#### Source document
------------------------------------------------

Foreign manufacturers are protected in their patent rights in America, while American manufacturers must manufacture abroad in order to retain their foreign patent rights.

The price of labor in America is two and one-half times as much as it is in Europe, and the cost of selling in America is one and onehalf times as much as it is in Europe, while the cost of technical employees is twice as much here as in Europe. We do not at this time enumerate the difference in the cost of material, advertising, rents, insurance, or all overhead charges. (See appendix.)

If the tariff is to be primarily adjusted at the difference between wages paid here and abroad, then the tariff should be 60 per cent instead of 45 per cent. This is not the desire of your petitioners. We seek to have automobiles specified as such in the tariff bill itself, and not governed as now by a tentative ruling of the Treasury Department. While the present duty of 45 per cent may not be a sufficient protection as time goes on and trade conditions change, still the industry itself should by its own strength be able to meet these emergencies. As a matter of fact, the industry is still in such a condition of early growth that final figures can not be made absolute on an exact rate of full protection in the tariff.

In the brief statement filed with you by our committee on November 25, 1908, we stated that strenuous efforts were being made by various manufacturers abroad to introduce their goods in the American market, and that to do so there had been enormous reduction in prices, special export discounts, and, as we believe, undervaluations. The" protective" tariff of 45 per cent ad valorem has been almost wiped out by a reduction of 25 per cent to 30 per cent in the so-called market value" of automobiles abroad and an additional 10 per cent discount to dealers. (For verification, see appendix.)

If your committee will take into consideration the figures quoted in appendix in conjunction with the statements and facts shown in private and confidential Exhibit C, we believe you will find there is some basis for our contention that the import values are not fair, and do not justly express actual market value, and that commercial conditions are making it possible to import into the United States and sell at prices lower than American product.

The fact of overproduction and the alarming commercial conditions prevailing at present in this industry abroad is shown in the reports from the automobile shows in London and Paris in the various foreign trade publications comprising Exhibit G.

Individuals are allowed to import a single machine purchased abroad and to bring it in under section 19, when the law is clearly defined on actual purchases under sections 3 and 4. This alone has made a difference in revenue to the Government of over $200,000, and given to the foreign manufacturer an unfair advantage over the American manufacturer and dealer. (See Exhibit C, RochetSchneider case.)

We call the attention of your committee to a Treasury ruling which permits an examiner of automobiles (custom-house) to place a market value upon machines which may have been used for a period of less than a year abroad, and respectfully suggest that there be some arbi

trary rule adopted, governed either by the length of ownership, number of miles traveled, or actual condition of the vehicle, or a rule which takes in all three of these elements. (For example see private Exhibit C.)

We wish especially to call your attention to the evasions of existing treasury regulations, T. D., 23743, and T. D., 26162, to which the custom officials are constantly subjected by reason of false representation made by importers of cars alleged to be for racing and touring purposes only. Cars are regularly imported under above provisions of the regulations, and, contrary to said regulations, being exposed for show purposes and sale and being sold. Under these regulations an importer is enabled to expose for sale cars imported for alleged racing or touring purposes for a period of three months after importation without the payment of duty thereon. The only penalty provided in the bond given under these regulations is the payment of the duty or the exportation of cars. (See Exhibit C.)

------------------------------------------------

#### Extracted data

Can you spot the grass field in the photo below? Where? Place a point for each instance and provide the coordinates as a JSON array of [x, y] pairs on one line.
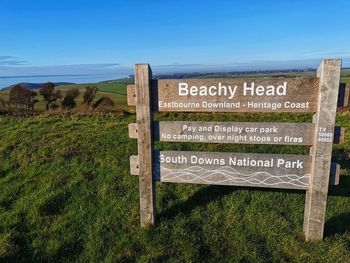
[[116, 90], [67, 195]]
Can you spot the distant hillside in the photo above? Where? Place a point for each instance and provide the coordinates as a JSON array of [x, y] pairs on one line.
[[37, 85]]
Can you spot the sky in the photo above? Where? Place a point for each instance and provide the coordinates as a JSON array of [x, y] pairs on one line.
[[76, 37]]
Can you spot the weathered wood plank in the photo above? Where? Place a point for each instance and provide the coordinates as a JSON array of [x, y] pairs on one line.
[[235, 132], [316, 196], [134, 170], [335, 174], [344, 94], [133, 132], [238, 169], [339, 135], [143, 76], [232, 95], [131, 94], [134, 165]]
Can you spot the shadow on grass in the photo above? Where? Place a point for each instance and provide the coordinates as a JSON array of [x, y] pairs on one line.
[[337, 225]]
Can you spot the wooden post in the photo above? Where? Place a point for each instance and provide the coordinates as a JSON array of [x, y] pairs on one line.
[[316, 195], [143, 77]]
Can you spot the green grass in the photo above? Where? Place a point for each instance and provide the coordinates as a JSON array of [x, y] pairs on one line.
[[116, 90], [66, 195]]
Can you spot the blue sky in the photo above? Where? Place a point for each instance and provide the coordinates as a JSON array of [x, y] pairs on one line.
[[106, 37]]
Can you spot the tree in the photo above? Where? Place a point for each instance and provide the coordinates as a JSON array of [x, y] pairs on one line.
[[89, 94], [104, 103], [72, 93], [49, 94], [69, 100], [22, 97]]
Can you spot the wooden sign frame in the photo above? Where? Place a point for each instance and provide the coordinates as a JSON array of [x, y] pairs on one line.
[[313, 172]]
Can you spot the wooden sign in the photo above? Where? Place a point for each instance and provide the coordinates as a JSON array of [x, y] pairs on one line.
[[312, 173], [239, 169]]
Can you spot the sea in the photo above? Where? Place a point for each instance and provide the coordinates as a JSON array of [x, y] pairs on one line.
[[6, 81]]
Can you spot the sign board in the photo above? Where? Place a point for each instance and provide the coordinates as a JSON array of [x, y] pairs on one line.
[[302, 172]]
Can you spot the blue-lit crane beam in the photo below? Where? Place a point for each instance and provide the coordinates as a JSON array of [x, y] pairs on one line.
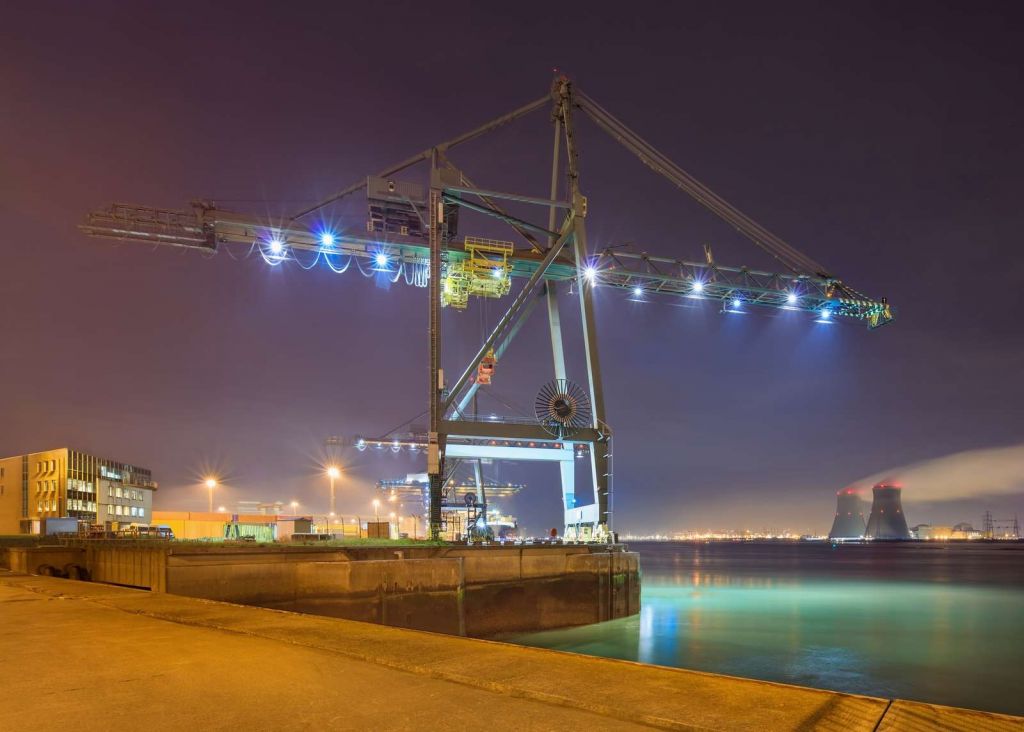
[[562, 257], [207, 227]]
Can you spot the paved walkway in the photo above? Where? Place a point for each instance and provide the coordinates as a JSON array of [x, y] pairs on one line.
[[87, 656]]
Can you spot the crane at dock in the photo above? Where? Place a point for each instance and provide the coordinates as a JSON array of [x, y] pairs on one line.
[[412, 232]]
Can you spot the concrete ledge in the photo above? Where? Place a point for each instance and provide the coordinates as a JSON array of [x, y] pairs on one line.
[[617, 692]]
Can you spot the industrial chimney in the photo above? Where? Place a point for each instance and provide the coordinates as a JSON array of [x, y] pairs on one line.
[[887, 519], [849, 521]]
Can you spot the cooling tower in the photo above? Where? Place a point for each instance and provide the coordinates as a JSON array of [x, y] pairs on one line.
[[887, 519], [849, 521]]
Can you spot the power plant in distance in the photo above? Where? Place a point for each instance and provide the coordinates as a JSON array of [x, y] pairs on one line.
[[886, 521]]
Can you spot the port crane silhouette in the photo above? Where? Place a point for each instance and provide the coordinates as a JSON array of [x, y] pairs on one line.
[[412, 231]]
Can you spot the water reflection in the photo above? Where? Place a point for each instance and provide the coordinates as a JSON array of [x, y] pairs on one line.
[[907, 621]]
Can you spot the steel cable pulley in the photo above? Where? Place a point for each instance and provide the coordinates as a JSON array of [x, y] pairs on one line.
[[562, 407]]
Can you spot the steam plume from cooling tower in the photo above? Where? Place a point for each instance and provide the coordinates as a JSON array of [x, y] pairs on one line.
[[994, 471]]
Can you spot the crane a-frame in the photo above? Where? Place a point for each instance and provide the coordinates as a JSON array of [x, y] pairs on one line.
[[413, 231]]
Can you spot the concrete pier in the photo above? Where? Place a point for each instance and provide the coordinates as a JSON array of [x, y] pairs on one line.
[[86, 656], [466, 591]]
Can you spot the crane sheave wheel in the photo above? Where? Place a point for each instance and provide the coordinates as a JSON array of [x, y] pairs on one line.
[[562, 407]]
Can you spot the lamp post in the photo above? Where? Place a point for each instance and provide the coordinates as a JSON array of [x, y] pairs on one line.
[[211, 483], [333, 472]]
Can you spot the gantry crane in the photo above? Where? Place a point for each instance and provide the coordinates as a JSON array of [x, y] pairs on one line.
[[412, 231]]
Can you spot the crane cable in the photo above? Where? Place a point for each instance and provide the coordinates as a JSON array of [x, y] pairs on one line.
[[649, 156]]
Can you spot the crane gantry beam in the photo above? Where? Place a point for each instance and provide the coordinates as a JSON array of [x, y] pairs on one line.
[[420, 238], [208, 228]]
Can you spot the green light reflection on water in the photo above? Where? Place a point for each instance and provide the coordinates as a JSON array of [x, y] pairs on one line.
[[947, 644]]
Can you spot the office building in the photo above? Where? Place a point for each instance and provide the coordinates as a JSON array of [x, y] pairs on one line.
[[67, 482]]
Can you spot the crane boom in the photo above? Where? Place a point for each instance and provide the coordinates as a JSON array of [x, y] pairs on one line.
[[413, 229], [208, 228]]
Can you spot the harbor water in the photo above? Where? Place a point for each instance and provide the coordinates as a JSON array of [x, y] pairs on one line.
[[936, 622]]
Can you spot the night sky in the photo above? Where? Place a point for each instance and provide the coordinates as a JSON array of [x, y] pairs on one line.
[[883, 139]]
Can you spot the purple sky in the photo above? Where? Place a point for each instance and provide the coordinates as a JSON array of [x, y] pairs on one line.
[[883, 139]]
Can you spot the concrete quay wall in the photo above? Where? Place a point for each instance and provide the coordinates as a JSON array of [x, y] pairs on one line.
[[466, 591]]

------------------------------------------------

#### Problem
Answer from the automobile tariff petition:
(a) How much more do technical employees cost in America than in Europe?
(b) What tariff rate does the petition say would apply if the tariff were set mainly by the wage difference between America and abroad?
(c) For how long after importation may an importer expose cars for sale that were brought in for alleged racing or touring purposes without paying duty?

#### Exercise output
(a) Twice as much.
(b) 60 per cent.
(c) Three months.